Action item
Each line below with the word "instance" needs to be copied.

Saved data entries
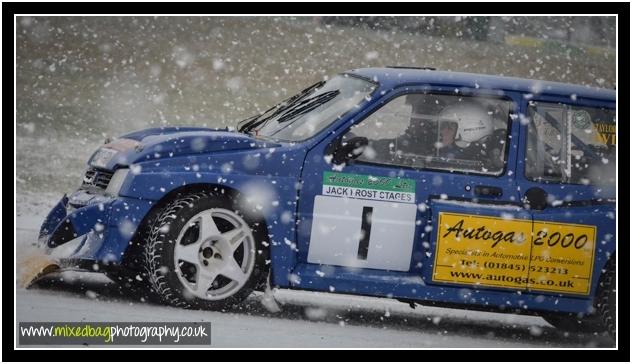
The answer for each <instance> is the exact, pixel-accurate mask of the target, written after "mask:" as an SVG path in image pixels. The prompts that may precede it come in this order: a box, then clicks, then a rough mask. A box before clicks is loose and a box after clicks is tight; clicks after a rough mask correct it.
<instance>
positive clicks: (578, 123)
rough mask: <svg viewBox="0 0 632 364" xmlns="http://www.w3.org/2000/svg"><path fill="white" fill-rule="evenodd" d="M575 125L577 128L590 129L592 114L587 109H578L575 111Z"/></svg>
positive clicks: (573, 113) (582, 128)
mask: <svg viewBox="0 0 632 364" xmlns="http://www.w3.org/2000/svg"><path fill="white" fill-rule="evenodd" d="M573 125H574V126H575V127H576V128H577V129H588V128H589V127H590V114H589V113H588V111H586V110H577V111H575V112H574V113H573Z"/></svg>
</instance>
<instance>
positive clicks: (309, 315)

Written solution
The answer for each <instance> is the exact, pixel-accurate mask of the target, written after "mask:" as an SVG path in image pixels. The prompts that may precede it come in this order: a box, then clicks, then a rough mask. A box before clicks is loose and a box after clicks is tight; clicks after a rough mask correct it.
<instance>
</instance>
<instance>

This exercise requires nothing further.